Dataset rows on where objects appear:
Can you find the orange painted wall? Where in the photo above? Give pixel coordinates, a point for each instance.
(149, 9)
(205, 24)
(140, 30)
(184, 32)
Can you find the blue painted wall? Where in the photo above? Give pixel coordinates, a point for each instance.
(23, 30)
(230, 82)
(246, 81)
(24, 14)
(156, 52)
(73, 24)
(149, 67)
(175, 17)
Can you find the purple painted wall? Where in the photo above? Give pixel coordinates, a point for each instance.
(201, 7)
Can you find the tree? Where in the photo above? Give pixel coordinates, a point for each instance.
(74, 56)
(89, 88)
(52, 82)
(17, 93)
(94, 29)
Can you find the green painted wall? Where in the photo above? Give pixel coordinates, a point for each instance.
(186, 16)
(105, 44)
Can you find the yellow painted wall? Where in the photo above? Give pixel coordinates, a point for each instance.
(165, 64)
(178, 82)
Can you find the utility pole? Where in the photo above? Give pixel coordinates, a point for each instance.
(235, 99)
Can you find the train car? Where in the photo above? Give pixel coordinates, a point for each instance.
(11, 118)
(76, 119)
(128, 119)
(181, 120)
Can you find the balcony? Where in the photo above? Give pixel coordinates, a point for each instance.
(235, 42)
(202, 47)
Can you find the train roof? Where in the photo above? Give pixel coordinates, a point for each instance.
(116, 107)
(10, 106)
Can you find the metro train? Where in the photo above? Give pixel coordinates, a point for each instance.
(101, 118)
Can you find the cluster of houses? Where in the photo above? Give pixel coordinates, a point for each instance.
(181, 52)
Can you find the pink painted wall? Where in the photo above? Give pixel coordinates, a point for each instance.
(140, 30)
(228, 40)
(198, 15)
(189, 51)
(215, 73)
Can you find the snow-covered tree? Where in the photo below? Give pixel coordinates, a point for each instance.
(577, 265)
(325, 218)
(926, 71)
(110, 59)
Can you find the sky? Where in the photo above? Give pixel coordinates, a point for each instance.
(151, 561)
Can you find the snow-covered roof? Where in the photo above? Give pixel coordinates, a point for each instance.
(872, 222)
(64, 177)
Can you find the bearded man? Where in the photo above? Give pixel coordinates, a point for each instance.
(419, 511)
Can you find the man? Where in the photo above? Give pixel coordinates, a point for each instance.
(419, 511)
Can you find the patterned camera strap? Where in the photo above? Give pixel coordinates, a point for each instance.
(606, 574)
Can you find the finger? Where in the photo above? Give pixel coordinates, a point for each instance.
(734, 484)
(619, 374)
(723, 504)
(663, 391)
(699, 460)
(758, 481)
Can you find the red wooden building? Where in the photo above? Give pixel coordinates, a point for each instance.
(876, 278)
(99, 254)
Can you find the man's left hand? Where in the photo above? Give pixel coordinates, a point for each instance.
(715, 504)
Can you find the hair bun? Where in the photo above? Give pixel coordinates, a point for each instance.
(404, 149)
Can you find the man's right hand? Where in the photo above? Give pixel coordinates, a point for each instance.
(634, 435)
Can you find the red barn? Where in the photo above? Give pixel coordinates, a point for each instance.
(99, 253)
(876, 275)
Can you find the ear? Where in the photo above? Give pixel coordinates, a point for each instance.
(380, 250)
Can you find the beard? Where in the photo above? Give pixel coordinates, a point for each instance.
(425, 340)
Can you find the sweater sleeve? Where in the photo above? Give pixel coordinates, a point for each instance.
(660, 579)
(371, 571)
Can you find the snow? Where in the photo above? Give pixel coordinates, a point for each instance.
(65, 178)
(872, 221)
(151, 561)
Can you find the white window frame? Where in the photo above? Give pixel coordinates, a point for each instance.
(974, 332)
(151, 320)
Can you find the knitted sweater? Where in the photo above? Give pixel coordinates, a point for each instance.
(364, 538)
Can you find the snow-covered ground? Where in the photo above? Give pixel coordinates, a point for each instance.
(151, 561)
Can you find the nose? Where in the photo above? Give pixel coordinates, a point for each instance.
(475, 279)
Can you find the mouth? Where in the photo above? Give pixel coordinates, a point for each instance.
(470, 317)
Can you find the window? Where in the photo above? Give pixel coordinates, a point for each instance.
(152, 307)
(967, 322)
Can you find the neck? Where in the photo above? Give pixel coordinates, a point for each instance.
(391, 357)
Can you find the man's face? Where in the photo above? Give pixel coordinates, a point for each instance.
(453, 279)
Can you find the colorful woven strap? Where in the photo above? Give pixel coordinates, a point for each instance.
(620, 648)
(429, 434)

**EXERCISE DESCRIPTION**
Reproduce each entry above exactly, keeping every word.

**THE ANSWER**
Can you find the orange painted wall? Where in the photo above? Give pixel coordinates, a point for each instance.
(149, 9)
(205, 24)
(140, 30)
(184, 32)
Can you find the blue painted wall? Where in the photo above? Give pixel coordinates, a point for each instance.
(23, 30)
(230, 82)
(246, 81)
(24, 14)
(156, 52)
(73, 24)
(149, 67)
(175, 17)
Can you find the purple painted wall? Where in the photo above? Give pixel coordinates, a point for each instance.
(201, 7)
Can you find the tree? Where in the photo above? Give pixel coordinates, a point for each instance.
(74, 56)
(89, 88)
(52, 82)
(17, 93)
(94, 29)
Can you find the green painted wall? Where in the photo above? Give pixel coordinates, a point for each instance.
(186, 16)
(105, 44)
Can you find the yellow painted wall? Where in the photo above? Give pixel coordinates, a point for each instance.
(165, 64)
(178, 82)
Can you find the utility pole? Where in the photo above? Give pixel coordinates, a point for each instance.
(235, 99)
Can you find the train car? Where in the photo above? Give pixel coordinates, a point for each instance.
(11, 118)
(76, 119)
(128, 119)
(181, 120)
Can you find the balcony? Where in the photo above? Give pixel coordinates, a point for each instance.
(235, 42)
(202, 47)
Can you find the train roof? Where in the photo above? Give pixel coordinates, a point for each instance.
(116, 107)
(10, 106)
Can you find the metro train? Where in the photo above? Give pixel coordinates, a point for each instance.
(101, 118)
Can you find the cluster of houses? Where in the photo above? Give pixel coordinates, a point for each instance.
(181, 52)
Can you find the pink painted wall? Where in the photo above? Give pixel coordinates, a point for each instance.
(140, 30)
(228, 40)
(198, 15)
(189, 51)
(215, 73)
Can you find the snow-covered tree? Where in the photo below? Give pixel coordinates, a point for each instance.
(577, 265)
(325, 218)
(926, 71)
(110, 59)
Can you find the sky? Where in the photo above? Give pixel coordinates, a point for each instance.
(151, 561)
Can you find the snow-covered roof? Where in the photo above? Give pixel coordinates, a point for each instance.
(872, 222)
(64, 177)
Can you find the bearded man? Where in the photo above? Give pixel coordinates, a point for each instance.
(419, 511)
Can you find the man? Where in the photo above? Give pixel coordinates, a point for each instance.
(419, 511)
Can you find the patterned camera strap? Where in the photo above? Give pixel coordinates, a point for each instance.
(606, 574)
Can you find the finger? Where in the photo above? Give pixel coordinates, a point for each instance.
(734, 484)
(619, 374)
(723, 504)
(663, 391)
(699, 460)
(758, 481)
Can you find the red wooden building? Where in the photo above? Give pixel coordinates, a point for each instance.
(876, 278)
(99, 254)
Can you find the man's left hand? Where in the photo above? Give pixel coordinates, a point for each instance.
(715, 504)
Can you find the hair bun? Where in the photo above? Give pixel coordinates, a point for each instance.
(404, 149)
Can you find the man's right hand? Where in the photo above? Give pixel coordinates, a point for each instance.
(634, 435)
Can you find the red barn? Where in the photo above? Give pixel coordinates, a point for each instance.
(99, 253)
(876, 275)
Can you find the ear? Where in the photo above? Give pixel coordinates, a point for each instance.
(380, 250)
Can you find the beard? Where in the photo above? Give pixel coordinates, a point for each instance.
(425, 340)
Can you find the sweater sleeve? Where in the photo above? Give pixel coordinates, a point for each instance.
(660, 579)
(371, 571)
Can you find the snow? Where in the photo above? Give pixel coordinates, a point for each instance.
(65, 178)
(872, 221)
(151, 561)
Can you find the white window frame? Where in the photo above? Give pixel coordinates, a point for each instance.
(974, 332)
(151, 320)
Can you find the knitted sweater? Where in the photo above? Give pixel coordinates, a point for each instance.
(364, 538)
Can you find the snow-covered ground? Where in the photo above? Give pixel coordinates, a point for each instance.
(151, 561)
Can you find the nose? Where in the photo above? Give pixel coordinates, a point for each instance.
(475, 279)
Can you find the mouth? Where in the photo above? Give pixel coordinates, a point for each instance.
(470, 317)
Can you find the window? Where in the photo above? Give pixel coordinates, a point for each instance.
(152, 307)
(967, 322)
Can you find the neck? Where in the photo above? Give pixel coordinates, a point for each instance.
(391, 357)
Can you find the man's face? Where in the photo above? Give pixel coordinates, a point for each instance.
(453, 279)
Can you find the colorful woven strap? Where in the photo above? Give pixel coordinates, a point for each instance.
(620, 648)
(429, 434)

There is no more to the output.